* **GOAL OF THE EXERCISE**
Go through the entries and transcribe each one exactly, dropping the pictures.
* start SUPPLIED DATA *
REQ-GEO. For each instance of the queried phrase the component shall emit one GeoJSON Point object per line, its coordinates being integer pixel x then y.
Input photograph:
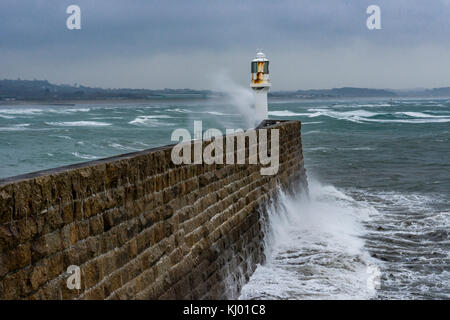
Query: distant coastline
{"type": "Point", "coordinates": [16, 92]}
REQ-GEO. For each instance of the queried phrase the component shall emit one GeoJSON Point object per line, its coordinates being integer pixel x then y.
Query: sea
{"type": "Point", "coordinates": [376, 221]}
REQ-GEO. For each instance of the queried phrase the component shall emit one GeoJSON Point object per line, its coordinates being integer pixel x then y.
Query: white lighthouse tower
{"type": "Point", "coordinates": [260, 84]}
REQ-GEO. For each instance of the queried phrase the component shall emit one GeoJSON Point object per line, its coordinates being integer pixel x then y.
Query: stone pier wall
{"type": "Point", "coordinates": [138, 226]}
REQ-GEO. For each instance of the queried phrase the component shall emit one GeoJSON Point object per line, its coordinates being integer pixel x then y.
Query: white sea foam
{"type": "Point", "coordinates": [286, 113]}
{"type": "Point", "coordinates": [151, 120]}
{"type": "Point", "coordinates": [314, 249]}
{"type": "Point", "coordinates": [122, 147]}
{"type": "Point", "coordinates": [15, 127]}
{"type": "Point", "coordinates": [420, 115]}
{"type": "Point", "coordinates": [411, 121]}
{"type": "Point", "coordinates": [78, 124]}
{"type": "Point", "coordinates": [84, 156]}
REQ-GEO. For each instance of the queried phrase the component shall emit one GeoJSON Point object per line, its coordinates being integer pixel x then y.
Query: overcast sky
{"type": "Point", "coordinates": [185, 43]}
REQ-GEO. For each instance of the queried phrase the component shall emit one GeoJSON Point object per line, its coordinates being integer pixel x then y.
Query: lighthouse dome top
{"type": "Point", "coordinates": [260, 56]}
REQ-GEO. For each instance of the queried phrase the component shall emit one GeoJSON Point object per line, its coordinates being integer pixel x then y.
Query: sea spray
{"type": "Point", "coordinates": [314, 248]}
{"type": "Point", "coordinates": [241, 99]}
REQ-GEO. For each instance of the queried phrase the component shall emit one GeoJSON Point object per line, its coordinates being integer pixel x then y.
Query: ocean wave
{"type": "Point", "coordinates": [79, 124]}
{"type": "Point", "coordinates": [152, 120]}
{"type": "Point", "coordinates": [84, 156]}
{"type": "Point", "coordinates": [21, 111]}
{"type": "Point", "coordinates": [312, 122]}
{"type": "Point", "coordinates": [33, 111]}
{"type": "Point", "coordinates": [420, 115]}
{"type": "Point", "coordinates": [286, 113]}
{"type": "Point", "coordinates": [314, 249]}
{"type": "Point", "coordinates": [411, 121]}
{"type": "Point", "coordinates": [15, 127]}
{"type": "Point", "coordinates": [122, 147]}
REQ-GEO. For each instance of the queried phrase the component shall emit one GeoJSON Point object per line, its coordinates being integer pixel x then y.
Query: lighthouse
{"type": "Point", "coordinates": [260, 84]}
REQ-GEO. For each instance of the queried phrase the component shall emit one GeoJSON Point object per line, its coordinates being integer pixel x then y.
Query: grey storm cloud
{"type": "Point", "coordinates": [141, 43]}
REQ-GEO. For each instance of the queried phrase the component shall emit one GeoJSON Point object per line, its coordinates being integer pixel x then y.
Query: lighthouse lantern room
{"type": "Point", "coordinates": [260, 84]}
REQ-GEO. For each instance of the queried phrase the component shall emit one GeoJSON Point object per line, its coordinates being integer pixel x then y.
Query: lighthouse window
{"type": "Point", "coordinates": [266, 67]}
{"type": "Point", "coordinates": [254, 67]}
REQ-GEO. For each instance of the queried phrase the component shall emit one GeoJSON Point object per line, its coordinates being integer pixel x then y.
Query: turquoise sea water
{"type": "Point", "coordinates": [379, 173]}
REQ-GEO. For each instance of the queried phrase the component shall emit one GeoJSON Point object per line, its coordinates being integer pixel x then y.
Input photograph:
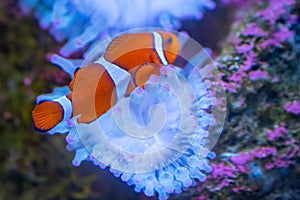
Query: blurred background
{"type": "Point", "coordinates": [38, 166]}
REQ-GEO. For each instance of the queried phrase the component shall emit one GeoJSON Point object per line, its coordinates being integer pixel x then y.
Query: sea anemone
* end SUPPLIED DATA *
* **THE OUTPUT**
REQ-GEO. For each instance of the queried phrase the component shall emit one GeoJSON Point object per line, its coordinates being integer pixel x then y.
Input photograph:
Query: distant coastline
{"type": "Point", "coordinates": [16, 92]}
REQ-GEO. For each instance of the queried phrase the component shall emit one GeoJSON Point object per line, its coordinates being integer pixel x then y.
Query: sea
{"type": "Point", "coordinates": [376, 221]}
REQ-GEO. For each instance of the queried phrase the component shall emit one GeoJSON Point object per line, its coordinates being integer pixel x then y.
Query: white lighthouse tower
{"type": "Point", "coordinates": [260, 84]}
REQ-GEO. For each instance of the queried phrase the component shall emit one GeoJSON Point object per line, its coordinates being integer pixel x then y.
Query: stone pier wall
{"type": "Point", "coordinates": [138, 226]}
REQ-GEO. For each instance of the queried phrase the component shall emit one GeoJSON Point object per line, its coordinates being integer pixel x then y.
Query: white sea foam
{"type": "Point", "coordinates": [286, 113]}
{"type": "Point", "coordinates": [151, 120]}
{"type": "Point", "coordinates": [314, 249]}
{"type": "Point", "coordinates": [122, 147]}
{"type": "Point", "coordinates": [15, 127]}
{"type": "Point", "coordinates": [420, 115]}
{"type": "Point", "coordinates": [411, 121]}
{"type": "Point", "coordinates": [78, 124]}
{"type": "Point", "coordinates": [84, 156]}
REQ-GEO. For each instance of the queried phrase the component shall emit one GeoJSON Point object per line, its coordinates being integer pixel x then y.
Query: overcast sky
{"type": "Point", "coordinates": [185, 43]}
REQ-GEO. For each instance of the queried phrase the component shall emit one GeoJSON Point object per line, its coordinates being integer pixel x then y.
Query: lighthouse dome top
{"type": "Point", "coordinates": [260, 56]}
REQ-GEO. For each instance of the queried phrase the component shall emit one GeoJSON Point object per line, its coordinates being integer pixel x then y.
Query: sea spray
{"type": "Point", "coordinates": [314, 248]}
{"type": "Point", "coordinates": [241, 99]}
REQ-GEO. For each instance of the queried phrase the component shall emit one GeoJSON Point object per line, its coordinates being integer pixel x then y.
Query: ocean wave
{"type": "Point", "coordinates": [79, 124]}
{"type": "Point", "coordinates": [152, 120]}
{"type": "Point", "coordinates": [84, 156]}
{"type": "Point", "coordinates": [21, 111]}
{"type": "Point", "coordinates": [312, 122]}
{"type": "Point", "coordinates": [33, 111]}
{"type": "Point", "coordinates": [420, 115]}
{"type": "Point", "coordinates": [286, 113]}
{"type": "Point", "coordinates": [314, 249]}
{"type": "Point", "coordinates": [411, 121]}
{"type": "Point", "coordinates": [15, 127]}
{"type": "Point", "coordinates": [122, 147]}
REQ-GEO. For each instance of the queried phrase the component shall emit one GeoJSON Point object per line, its coordinates being integer pixel x then y.
Query: lighthouse
{"type": "Point", "coordinates": [260, 84]}
REQ-GEO. For each instance of the queried phrase the component shall emit one GeoJSON Point object per line, its coordinates being integer pixel x then y.
Query: grey storm cloud
{"type": "Point", "coordinates": [141, 43]}
REQ-GEO. For each instance of the queried phrase the component shall emit one GeoJSON Point object per line, its coordinates being integer pixel x then y.
Query: lighthouse lantern room
{"type": "Point", "coordinates": [260, 84]}
REQ-GEO. For each instance of the queried phrase the component shall emit one GeoJSON Point object per line, its coordinates being integer pixel x then y.
Query: lighthouse window
{"type": "Point", "coordinates": [266, 67]}
{"type": "Point", "coordinates": [254, 67]}
REQ-GEO. For each instance of the queried phrase the component shall emit one GeoJSON Point object per line, its coordinates being integer pixel x then y.
Query: turquoise sea water
{"type": "Point", "coordinates": [379, 173]}
REQ-GEO. For each instance of the queried phrase the component shall emit one GeoJSON Point object per line, its coordinates being integer pixel x then y.
Input photograph:
Query: blurred background
{"type": "Point", "coordinates": [38, 166]}
REQ-GEO. For each instance of the queried phrase the component shall emit one GeoJSON Point object per line, its coordinates being integer pixel x then y.
Query: sea anemone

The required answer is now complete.